The SBIR program is structured in three phases; the objective of the first phase is to establish the technical merit, feasibility, and commercial potential of the proposed R/R&D efforts. Morihara received his first SBIR grant in 2010 to develop a waterless dirt removal system in order to clean the biomass without creating additional waste.
Once that was accomplished, the next step, phase II of the SBIR program, was to figure out how to scale up a pellet plant, specifically the torrefaction and densification parts of the process. In November 2012, HM3 Energy demonstrated commercial-scale densification through their phase II funding, becoming possibly the first company in the world with a proven process for mass producing biomass briquettes which are water resistant.
The third phase of the SBIR program is for the small business to pursue commercialization objectives resulting from phase I/II. Since the SBIR program does not fund phase III, Morihara is working hard to establish funding to build HM3 Energy's commercial plants.

**Information provided**
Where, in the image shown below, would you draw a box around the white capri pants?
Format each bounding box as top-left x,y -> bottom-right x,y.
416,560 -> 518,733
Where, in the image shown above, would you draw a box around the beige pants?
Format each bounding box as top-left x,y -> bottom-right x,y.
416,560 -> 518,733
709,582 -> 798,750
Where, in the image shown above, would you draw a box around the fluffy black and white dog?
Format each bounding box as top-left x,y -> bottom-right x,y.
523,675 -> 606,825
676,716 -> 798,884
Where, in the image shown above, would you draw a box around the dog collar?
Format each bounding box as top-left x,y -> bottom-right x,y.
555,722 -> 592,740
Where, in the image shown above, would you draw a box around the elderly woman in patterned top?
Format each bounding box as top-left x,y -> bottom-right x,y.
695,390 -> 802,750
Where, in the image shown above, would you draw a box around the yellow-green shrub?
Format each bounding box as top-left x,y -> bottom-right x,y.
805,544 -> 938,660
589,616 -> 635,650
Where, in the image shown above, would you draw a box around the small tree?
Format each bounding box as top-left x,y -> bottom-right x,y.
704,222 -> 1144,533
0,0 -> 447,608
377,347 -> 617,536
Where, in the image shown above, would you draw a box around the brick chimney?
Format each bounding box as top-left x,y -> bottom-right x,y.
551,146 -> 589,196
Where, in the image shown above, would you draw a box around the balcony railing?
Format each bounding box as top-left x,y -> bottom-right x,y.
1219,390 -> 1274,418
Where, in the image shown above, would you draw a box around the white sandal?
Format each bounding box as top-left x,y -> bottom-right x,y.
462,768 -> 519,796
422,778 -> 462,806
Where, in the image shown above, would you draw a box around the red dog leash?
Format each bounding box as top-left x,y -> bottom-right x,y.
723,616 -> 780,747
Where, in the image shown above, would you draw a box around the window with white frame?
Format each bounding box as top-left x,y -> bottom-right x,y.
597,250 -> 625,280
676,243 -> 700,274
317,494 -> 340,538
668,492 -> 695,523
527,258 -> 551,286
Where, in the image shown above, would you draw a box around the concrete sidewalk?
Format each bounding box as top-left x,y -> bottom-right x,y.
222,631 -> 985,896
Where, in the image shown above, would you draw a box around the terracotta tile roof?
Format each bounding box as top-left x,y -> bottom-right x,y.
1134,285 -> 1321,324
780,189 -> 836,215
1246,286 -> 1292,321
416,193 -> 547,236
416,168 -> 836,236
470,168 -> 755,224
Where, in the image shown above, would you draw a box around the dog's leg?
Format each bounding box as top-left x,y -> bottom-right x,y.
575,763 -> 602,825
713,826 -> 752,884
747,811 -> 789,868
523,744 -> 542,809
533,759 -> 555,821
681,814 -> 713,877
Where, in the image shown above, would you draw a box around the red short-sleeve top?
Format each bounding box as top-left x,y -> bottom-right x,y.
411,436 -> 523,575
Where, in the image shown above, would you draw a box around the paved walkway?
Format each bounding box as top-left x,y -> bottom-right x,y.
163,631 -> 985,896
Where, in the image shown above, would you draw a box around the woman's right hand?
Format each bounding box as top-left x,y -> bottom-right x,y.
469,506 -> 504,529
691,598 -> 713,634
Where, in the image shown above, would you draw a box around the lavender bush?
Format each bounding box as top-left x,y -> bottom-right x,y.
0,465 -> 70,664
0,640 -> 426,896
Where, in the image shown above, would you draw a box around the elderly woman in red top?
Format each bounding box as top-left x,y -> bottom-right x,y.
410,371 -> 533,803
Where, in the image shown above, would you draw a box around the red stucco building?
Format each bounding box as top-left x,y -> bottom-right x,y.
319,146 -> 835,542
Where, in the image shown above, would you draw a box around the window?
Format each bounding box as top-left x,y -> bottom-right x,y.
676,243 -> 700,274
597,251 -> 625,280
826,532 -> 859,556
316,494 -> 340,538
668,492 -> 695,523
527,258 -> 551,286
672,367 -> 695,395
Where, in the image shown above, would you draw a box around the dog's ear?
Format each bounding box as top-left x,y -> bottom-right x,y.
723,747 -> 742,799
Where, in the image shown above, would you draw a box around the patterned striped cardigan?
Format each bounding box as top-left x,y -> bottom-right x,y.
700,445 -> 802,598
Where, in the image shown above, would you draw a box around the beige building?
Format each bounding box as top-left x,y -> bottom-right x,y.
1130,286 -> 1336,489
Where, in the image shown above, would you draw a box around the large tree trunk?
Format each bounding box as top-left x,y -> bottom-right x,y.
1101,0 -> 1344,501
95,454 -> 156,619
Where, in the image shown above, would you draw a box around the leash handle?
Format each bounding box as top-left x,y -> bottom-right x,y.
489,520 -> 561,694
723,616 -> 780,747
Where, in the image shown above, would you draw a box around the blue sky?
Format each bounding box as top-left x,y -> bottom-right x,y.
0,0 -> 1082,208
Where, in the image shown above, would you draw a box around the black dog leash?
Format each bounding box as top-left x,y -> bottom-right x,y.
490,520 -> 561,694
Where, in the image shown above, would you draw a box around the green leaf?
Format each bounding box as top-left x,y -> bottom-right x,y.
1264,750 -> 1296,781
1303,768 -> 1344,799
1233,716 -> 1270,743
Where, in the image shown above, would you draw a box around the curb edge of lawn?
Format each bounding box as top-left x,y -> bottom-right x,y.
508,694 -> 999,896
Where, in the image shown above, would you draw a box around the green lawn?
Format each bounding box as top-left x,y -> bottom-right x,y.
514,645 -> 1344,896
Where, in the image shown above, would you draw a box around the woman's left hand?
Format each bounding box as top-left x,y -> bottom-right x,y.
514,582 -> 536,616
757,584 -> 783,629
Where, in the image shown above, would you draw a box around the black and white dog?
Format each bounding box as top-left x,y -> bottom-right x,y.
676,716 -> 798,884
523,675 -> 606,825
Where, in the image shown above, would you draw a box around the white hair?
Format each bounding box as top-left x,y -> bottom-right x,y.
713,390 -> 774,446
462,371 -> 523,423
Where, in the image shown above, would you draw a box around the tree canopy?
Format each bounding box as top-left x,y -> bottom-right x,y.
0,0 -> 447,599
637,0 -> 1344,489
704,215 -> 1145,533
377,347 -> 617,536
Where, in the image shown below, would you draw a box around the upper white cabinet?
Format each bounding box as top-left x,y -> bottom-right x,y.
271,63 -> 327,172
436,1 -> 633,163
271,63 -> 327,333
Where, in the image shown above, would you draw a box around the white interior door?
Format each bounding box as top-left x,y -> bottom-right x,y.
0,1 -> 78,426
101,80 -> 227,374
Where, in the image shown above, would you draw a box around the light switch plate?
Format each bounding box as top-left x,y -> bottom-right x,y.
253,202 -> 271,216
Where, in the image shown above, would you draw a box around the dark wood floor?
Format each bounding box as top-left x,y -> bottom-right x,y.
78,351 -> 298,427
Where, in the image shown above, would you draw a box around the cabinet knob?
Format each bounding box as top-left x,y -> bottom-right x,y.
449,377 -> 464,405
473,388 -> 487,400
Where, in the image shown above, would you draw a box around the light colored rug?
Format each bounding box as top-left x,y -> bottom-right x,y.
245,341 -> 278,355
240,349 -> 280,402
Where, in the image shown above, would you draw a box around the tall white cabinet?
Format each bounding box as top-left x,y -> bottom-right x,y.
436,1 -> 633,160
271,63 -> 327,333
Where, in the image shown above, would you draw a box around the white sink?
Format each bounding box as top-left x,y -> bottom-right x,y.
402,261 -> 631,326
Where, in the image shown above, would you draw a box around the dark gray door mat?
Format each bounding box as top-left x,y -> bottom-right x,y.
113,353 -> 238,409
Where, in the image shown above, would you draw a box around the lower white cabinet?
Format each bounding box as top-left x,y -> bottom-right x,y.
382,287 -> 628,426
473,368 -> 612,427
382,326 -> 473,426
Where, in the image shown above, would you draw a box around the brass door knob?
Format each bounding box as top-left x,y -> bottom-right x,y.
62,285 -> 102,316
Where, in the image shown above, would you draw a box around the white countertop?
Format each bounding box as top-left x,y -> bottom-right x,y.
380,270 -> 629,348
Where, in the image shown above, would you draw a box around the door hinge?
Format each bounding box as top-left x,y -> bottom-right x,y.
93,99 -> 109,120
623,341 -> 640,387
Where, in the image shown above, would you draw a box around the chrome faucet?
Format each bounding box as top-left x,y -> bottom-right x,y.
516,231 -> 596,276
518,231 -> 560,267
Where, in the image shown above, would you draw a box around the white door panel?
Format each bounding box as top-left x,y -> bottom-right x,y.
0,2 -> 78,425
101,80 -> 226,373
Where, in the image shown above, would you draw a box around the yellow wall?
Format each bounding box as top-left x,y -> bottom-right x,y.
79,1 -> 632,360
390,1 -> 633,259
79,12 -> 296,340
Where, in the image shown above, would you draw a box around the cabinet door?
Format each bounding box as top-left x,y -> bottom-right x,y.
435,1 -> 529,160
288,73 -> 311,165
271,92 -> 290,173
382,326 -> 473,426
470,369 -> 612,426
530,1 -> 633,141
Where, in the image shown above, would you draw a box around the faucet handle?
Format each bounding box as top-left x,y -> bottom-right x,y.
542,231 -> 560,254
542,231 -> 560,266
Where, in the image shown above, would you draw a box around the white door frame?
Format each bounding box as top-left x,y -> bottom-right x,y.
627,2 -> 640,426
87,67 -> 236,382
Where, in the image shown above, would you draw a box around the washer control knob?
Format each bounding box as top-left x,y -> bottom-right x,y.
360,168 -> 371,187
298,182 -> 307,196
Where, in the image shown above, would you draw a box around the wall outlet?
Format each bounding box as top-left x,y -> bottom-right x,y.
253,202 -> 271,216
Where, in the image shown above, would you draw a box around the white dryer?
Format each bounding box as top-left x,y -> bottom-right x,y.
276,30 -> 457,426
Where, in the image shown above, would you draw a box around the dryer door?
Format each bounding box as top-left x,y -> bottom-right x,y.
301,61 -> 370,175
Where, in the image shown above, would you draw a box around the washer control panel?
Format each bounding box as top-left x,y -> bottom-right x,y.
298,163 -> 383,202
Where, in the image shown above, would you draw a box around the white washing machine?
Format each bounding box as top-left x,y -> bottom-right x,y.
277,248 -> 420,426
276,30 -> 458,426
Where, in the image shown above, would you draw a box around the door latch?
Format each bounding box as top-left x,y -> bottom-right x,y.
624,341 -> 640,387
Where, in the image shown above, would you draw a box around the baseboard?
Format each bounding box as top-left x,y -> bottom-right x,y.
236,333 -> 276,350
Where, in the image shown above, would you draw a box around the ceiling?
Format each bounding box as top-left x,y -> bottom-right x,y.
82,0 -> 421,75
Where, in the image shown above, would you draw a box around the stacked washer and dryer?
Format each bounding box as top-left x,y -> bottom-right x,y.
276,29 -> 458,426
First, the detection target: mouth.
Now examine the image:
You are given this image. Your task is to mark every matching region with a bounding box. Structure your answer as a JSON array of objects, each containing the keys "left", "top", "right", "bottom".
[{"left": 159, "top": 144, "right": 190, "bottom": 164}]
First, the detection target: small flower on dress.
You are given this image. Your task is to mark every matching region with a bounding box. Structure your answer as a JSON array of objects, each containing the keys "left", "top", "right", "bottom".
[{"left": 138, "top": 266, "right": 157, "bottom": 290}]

**Tasks for this exercise**
(1) According to the SBIR passage, when did HM3 Energy demonstrate commercial-scale densification?
(2) Write a few sentences that carry the SBIR passage on from its last sentence.
The items can be ignored.

**Activity answers**
(1) November 2012.

(2)
When asked how he and HM3 Energy were able to accomplish what they have, Morihara immediately spoke of his employees, “develop a good team, you need all of your people.” He also added some advice for inventors and entrepreneurs alike, “if you think you know everything, you fail; you will need help along the way.”
Lori Oswald-Kosmas and Toni Hyde were drawn to entrepreneurship from different places. Lori didn’t like the desk-bound nature of her former corporate job and decided she wanted a change; Toni entered the industry after her father’s terminal illness forced her to leave college and return home to work and care for him. Toni’s father was an entrepreneur and instilled that drive in Toni before passing away.
Following their natural inclinations and recognizing they each had a flair for sales, in 2004 Lori and Toni teamed up to start Beyond Uniforms & Apparel in Hillsboro, Oregon. With over 30 years of combined marketing industry experience, this duo had strong ideas about how to start their company. Eight years later, Toni and Lori continue to work together selling uniforms, flame resistant clothing, safety clothing, promotional marketing products and corporate apparel to customers all over the United States. Impressively, their revenue doubled in 2011, and they now proudly employ seven people.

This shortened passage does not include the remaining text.